### YOUR TASK
Print the data below word for word, keeping every line as it appears.

##### MATERIAL PROVIDED #####

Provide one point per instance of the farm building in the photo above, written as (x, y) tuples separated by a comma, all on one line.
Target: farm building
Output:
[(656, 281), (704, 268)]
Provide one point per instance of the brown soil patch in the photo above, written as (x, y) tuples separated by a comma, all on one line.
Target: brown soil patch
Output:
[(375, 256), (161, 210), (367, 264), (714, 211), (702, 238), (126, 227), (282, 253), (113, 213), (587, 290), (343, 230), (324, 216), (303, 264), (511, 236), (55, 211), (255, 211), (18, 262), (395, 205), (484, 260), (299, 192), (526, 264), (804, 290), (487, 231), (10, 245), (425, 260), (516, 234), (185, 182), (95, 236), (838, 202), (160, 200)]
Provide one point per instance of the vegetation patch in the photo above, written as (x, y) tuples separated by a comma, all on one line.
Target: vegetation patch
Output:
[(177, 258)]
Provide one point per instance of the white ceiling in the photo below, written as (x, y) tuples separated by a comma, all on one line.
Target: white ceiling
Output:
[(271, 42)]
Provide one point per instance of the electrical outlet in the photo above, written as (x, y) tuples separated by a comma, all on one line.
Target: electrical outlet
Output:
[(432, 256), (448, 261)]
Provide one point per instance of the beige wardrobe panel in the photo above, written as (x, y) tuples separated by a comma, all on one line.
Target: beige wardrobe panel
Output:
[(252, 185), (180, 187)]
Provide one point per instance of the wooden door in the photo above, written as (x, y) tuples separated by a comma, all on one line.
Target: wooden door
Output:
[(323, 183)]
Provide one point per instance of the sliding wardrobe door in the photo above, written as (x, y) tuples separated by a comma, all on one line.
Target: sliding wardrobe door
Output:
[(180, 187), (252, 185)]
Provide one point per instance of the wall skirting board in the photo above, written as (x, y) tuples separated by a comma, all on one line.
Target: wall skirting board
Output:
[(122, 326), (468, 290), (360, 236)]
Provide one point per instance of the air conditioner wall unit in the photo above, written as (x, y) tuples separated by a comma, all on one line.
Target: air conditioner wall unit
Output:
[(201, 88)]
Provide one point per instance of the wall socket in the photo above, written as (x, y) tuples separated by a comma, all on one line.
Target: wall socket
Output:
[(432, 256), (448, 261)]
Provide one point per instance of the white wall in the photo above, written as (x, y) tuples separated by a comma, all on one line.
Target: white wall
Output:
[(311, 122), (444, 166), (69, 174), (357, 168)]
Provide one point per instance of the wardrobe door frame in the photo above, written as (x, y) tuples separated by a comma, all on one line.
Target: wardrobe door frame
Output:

#####

### CORRECT RESULT
Provide one point per instance of the farm building in the photo above, written as (x, y) tuples separated by a comma, all on one line.
Target: farm building
Output:
[(656, 281), (704, 268)]
Provide one point per instance of the brown soil patch in the photo above, written as (x, y) tuples separated by a comma, all on one line.
Target: brown soil patch
Output:
[(375, 256), (161, 210), (367, 264), (714, 211), (702, 238), (126, 227), (282, 253), (113, 213), (587, 290), (343, 230), (324, 216), (303, 264), (511, 236), (55, 211), (255, 211), (18, 262), (395, 205), (484, 260), (299, 192), (526, 264), (804, 290), (487, 231), (10, 245), (425, 260), (516, 234), (185, 182), (95, 236), (838, 202), (160, 200)]
Provide one point per instance of the vegetation patch in the photo above, written as (x, y) tuples separated by a comma, all on one line.
Target: vegetation patch
Output:
[(177, 258)]
Provide one point per instance of the white ceiling in the photo below, written as (x, y) tuples separated by a comma, all on one line.
Target: white ceiling
Output:
[(271, 42)]
Provide one point per instance of the electrical outlet in the photo above, written as (x, y) tuples separated by a comma, all on one line.
Target: electrical outlet
Output:
[(432, 256), (448, 261)]
Provide one point per instance of the beige wardrobe panel in the photo above, written as (x, y) tuples separated by a comma, all on one line.
Target: beige wardrobe panel
Output:
[(252, 185), (180, 187)]
Provide one point per instance of the wooden door in the photo above, written as (x, y) tuples separated by a comma, all on one line.
Target: wooden door
Output:
[(323, 183)]
Provide one point per instance of the sliding wardrobe door in the photo above, written as (x, y) tuples separated by a comma, all on one line.
Target: sliding wardrobe door
Output:
[(180, 187), (252, 185)]
Provide one point per instance of the wall skirting board in the photo above, written as (x, y) tuples separated by a comma, all on one line.
Target: wall skirting board
Output:
[(122, 326), (468, 290), (360, 236)]
Provide one point per instance of the air conditioner wall unit in the photo above, written as (x, y) tuples separated by a comma, all on one line.
Target: air conditioner wall unit
Output:
[(201, 88)]
Provide one point per instance of the wall socket in the photo above, written as (x, y) tuples separated by a comma, all on one line.
Target: wall socket
Output:
[(432, 256), (448, 261)]
Provide one point per instance of the white wall in the photo above, written as (x, y) tuples separated by a comma, all on one line.
Target: white wall
Output:
[(311, 122), (444, 166), (69, 174), (357, 168)]
Provide one point per instance of the wardrobe door frame in the photo above, written as (x, y) tuples separated by a comma, all on one line.
Target: wardrobe door frame
Output:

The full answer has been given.